**Data for this task**
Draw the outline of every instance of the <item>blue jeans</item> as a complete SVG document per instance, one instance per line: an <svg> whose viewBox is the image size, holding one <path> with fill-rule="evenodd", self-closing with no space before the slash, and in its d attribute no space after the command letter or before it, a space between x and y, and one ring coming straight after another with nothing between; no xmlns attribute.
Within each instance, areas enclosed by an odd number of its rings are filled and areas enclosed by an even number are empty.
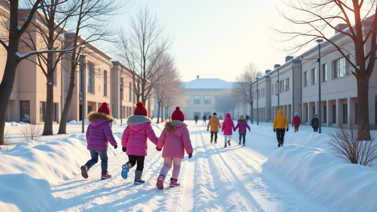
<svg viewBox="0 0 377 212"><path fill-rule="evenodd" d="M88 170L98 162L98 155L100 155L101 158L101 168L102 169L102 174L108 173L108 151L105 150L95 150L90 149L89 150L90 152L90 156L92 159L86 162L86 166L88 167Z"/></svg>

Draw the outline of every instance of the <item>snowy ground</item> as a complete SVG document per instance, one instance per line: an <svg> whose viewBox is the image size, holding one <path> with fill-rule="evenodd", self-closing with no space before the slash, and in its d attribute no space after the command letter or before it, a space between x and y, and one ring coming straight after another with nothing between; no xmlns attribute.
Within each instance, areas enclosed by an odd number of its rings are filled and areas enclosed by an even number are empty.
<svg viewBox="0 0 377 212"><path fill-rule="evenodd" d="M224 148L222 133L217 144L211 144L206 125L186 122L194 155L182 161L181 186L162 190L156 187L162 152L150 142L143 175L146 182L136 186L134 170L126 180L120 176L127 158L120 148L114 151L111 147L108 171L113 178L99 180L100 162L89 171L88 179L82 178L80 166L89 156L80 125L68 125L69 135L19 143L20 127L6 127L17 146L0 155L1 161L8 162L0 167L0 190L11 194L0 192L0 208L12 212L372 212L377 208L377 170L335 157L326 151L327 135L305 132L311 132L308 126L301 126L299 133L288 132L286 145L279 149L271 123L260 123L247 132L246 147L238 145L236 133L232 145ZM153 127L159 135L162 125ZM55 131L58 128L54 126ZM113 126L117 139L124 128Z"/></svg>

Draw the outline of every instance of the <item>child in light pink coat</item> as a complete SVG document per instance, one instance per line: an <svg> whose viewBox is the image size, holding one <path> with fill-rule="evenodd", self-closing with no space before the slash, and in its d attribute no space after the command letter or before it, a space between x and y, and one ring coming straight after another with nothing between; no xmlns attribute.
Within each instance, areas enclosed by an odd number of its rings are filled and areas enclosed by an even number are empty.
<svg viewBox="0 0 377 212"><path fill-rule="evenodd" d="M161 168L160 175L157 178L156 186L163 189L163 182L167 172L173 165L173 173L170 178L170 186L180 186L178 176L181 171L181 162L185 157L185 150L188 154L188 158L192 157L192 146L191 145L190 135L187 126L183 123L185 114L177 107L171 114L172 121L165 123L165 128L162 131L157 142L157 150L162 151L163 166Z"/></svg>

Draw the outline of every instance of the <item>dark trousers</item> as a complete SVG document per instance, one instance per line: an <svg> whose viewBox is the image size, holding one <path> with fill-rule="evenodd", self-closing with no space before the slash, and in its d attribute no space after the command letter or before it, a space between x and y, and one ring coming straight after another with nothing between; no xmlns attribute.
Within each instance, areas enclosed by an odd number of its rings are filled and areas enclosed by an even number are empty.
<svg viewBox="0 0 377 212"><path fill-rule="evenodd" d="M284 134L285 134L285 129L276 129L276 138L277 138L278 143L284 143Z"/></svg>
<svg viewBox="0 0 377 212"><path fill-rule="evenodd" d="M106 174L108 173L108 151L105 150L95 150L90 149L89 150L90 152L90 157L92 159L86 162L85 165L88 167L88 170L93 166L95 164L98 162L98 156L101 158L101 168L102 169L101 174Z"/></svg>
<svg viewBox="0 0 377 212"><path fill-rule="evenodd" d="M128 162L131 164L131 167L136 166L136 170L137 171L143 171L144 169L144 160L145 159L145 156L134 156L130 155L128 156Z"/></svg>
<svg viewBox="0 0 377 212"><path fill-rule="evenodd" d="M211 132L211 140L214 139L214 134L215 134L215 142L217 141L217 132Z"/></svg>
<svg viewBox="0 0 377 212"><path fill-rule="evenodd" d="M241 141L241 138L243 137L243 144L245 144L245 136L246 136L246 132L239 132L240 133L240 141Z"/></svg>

---

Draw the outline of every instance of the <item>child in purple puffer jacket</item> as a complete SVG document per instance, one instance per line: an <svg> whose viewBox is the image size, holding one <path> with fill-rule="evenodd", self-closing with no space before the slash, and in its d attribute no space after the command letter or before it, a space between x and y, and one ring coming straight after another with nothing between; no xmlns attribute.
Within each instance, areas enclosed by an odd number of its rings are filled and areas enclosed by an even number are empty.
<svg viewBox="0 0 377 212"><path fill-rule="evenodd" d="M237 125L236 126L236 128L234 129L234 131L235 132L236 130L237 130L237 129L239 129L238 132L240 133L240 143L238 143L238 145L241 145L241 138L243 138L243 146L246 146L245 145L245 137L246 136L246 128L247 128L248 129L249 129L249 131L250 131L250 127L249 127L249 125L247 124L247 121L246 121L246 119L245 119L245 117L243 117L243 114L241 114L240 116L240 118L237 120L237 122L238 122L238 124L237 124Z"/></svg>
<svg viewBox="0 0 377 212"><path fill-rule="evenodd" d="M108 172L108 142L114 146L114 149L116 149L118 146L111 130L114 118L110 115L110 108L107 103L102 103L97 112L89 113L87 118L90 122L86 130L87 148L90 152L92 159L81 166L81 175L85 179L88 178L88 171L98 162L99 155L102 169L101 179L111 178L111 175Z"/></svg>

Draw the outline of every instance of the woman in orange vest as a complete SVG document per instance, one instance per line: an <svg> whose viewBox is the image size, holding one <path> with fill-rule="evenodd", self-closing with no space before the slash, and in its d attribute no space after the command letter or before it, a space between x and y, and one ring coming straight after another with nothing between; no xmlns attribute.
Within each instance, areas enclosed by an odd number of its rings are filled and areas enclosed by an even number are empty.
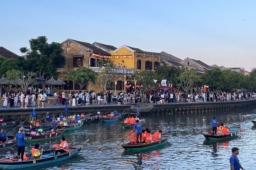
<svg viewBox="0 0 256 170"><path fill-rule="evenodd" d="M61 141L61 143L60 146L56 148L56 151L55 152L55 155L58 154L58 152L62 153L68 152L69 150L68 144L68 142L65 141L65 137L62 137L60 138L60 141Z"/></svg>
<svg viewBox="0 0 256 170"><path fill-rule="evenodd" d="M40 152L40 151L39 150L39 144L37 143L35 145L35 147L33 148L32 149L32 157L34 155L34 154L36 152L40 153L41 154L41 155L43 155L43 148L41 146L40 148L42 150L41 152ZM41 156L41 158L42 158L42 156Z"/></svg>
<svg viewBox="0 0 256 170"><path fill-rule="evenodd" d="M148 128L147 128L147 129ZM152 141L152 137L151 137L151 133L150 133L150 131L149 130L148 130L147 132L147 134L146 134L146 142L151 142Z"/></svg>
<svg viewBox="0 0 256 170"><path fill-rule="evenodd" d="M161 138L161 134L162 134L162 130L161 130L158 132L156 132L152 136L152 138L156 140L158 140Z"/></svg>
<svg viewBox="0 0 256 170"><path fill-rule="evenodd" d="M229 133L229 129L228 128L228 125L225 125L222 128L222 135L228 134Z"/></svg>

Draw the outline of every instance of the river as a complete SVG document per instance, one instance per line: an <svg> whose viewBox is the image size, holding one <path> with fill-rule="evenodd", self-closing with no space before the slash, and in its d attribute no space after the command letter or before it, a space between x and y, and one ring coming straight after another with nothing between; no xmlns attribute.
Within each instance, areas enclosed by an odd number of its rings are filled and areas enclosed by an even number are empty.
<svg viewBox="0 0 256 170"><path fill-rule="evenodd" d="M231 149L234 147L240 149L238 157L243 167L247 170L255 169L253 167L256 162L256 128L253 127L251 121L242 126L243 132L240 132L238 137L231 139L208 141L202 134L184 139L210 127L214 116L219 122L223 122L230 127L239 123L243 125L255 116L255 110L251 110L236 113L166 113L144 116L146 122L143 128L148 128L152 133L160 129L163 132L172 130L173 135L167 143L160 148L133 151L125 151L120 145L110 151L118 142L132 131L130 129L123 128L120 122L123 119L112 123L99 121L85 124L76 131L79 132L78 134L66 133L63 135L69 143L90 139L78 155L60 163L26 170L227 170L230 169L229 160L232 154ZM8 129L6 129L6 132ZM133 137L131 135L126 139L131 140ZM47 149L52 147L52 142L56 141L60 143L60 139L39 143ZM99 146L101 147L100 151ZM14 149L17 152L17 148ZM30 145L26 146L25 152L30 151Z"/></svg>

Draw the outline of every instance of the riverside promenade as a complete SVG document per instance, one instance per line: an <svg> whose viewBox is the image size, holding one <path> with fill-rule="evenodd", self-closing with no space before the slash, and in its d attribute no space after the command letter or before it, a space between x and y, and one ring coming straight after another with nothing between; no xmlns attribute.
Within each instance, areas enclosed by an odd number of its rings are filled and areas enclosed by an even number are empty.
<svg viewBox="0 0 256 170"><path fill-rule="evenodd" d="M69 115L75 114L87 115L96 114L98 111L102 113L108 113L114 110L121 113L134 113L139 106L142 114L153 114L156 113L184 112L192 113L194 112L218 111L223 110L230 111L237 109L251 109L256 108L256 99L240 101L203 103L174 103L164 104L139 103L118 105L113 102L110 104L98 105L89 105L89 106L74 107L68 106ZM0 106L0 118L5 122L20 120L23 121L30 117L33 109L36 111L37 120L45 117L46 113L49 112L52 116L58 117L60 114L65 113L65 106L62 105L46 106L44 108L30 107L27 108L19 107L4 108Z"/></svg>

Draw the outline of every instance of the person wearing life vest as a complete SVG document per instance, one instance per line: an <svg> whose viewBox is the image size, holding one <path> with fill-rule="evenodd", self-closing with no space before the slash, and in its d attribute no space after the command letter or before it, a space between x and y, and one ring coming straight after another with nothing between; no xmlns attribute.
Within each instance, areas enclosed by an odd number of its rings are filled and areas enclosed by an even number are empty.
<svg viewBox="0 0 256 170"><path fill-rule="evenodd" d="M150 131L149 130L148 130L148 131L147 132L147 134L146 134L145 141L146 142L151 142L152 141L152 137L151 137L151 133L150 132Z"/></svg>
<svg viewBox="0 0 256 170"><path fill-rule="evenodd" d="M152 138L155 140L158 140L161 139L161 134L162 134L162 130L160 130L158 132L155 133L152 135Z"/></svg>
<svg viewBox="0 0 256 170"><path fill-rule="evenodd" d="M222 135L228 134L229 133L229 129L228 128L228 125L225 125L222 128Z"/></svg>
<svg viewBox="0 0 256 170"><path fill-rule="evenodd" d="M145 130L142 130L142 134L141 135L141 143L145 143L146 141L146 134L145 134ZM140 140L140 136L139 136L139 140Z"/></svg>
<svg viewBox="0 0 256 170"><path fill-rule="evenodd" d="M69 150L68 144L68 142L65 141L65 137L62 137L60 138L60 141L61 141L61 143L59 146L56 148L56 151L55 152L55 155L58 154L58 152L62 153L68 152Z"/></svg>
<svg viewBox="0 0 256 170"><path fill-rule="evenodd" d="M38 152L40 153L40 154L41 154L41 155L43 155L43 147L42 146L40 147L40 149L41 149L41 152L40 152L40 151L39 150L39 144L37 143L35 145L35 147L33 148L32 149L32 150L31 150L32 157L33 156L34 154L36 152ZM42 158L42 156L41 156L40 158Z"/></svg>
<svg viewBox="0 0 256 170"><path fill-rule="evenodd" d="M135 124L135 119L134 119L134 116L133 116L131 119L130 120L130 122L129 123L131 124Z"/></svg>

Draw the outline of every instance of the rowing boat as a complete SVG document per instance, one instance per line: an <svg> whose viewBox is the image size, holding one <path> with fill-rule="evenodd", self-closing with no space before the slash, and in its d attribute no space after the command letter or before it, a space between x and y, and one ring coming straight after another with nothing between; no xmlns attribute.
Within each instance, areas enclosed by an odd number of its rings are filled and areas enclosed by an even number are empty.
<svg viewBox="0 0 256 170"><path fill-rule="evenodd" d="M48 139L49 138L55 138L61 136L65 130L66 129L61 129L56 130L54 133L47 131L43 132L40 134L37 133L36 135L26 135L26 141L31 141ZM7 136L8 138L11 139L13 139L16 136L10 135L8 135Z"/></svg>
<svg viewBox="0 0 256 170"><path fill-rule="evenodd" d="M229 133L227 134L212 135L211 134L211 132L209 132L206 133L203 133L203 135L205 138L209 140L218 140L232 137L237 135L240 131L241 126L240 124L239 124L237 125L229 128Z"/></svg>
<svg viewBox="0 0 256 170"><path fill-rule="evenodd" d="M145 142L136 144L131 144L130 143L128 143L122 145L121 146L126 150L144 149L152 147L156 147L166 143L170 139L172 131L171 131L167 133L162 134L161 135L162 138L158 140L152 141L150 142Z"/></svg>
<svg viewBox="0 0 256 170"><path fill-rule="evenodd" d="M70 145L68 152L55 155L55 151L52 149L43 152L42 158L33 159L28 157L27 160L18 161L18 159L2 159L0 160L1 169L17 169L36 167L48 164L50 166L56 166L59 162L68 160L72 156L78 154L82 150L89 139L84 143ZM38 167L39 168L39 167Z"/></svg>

**Work to do**
Write out the lines above as a JSON list of strings, one string per line and blank lines left out. Begin at the line that has "Draw the outline of every instance of the rowing" and stop after the line that has "145L68 152L55 155L55".

**Final result**
[
  "Draw the outline of every instance of the rowing boat as a complete SVG document per instance, one instance per line: an <svg> whose viewBox is the image size, holding one <path> with fill-rule=\"evenodd\", self-closing with no space before the slash, and in its d attribute no space after the command letter or before it, a space between x and y, and one ring coming straight after another with nothing between; no xmlns attribute.",
  "Within each instance, areas enclosed by an odd number of its rings are filled and areas enclosed by an even number are empty.",
  "<svg viewBox=\"0 0 256 170\"><path fill-rule=\"evenodd\" d=\"M48 139L49 138L55 138L61 136L65 130L66 129L61 129L56 130L54 133L47 131L43 132L40 134L37 133L36 135L26 135L26 141L31 141ZM7 136L8 138L11 139L13 139L16 136L10 135L8 135Z\"/></svg>",
  "<svg viewBox=\"0 0 256 170\"><path fill-rule=\"evenodd\" d=\"M229 133L227 134L212 135L211 134L211 132L209 132L206 133L203 133L203 135L205 138L209 140L218 140L232 137L237 135L240 131L241 126L240 124L239 124L237 125L229 128Z\"/></svg>",
  "<svg viewBox=\"0 0 256 170\"><path fill-rule=\"evenodd\" d=\"M145 142L136 144L131 144L130 143L128 143L122 145L121 146L126 150L144 149L152 147L156 147L166 143L170 139L172 131L171 131L167 133L162 134L161 135L162 138L158 140L152 141L150 142Z\"/></svg>",
  "<svg viewBox=\"0 0 256 170\"><path fill-rule=\"evenodd\" d=\"M70 145L68 152L55 155L55 151L52 149L43 152L42 158L33 159L28 157L27 160L18 161L18 159L2 159L0 160L1 169L17 169L36 167L48 164L50 166L56 166L59 162L68 160L72 156L78 154L82 150L89 139L84 143ZM38 167L39 168L39 167Z\"/></svg>"
]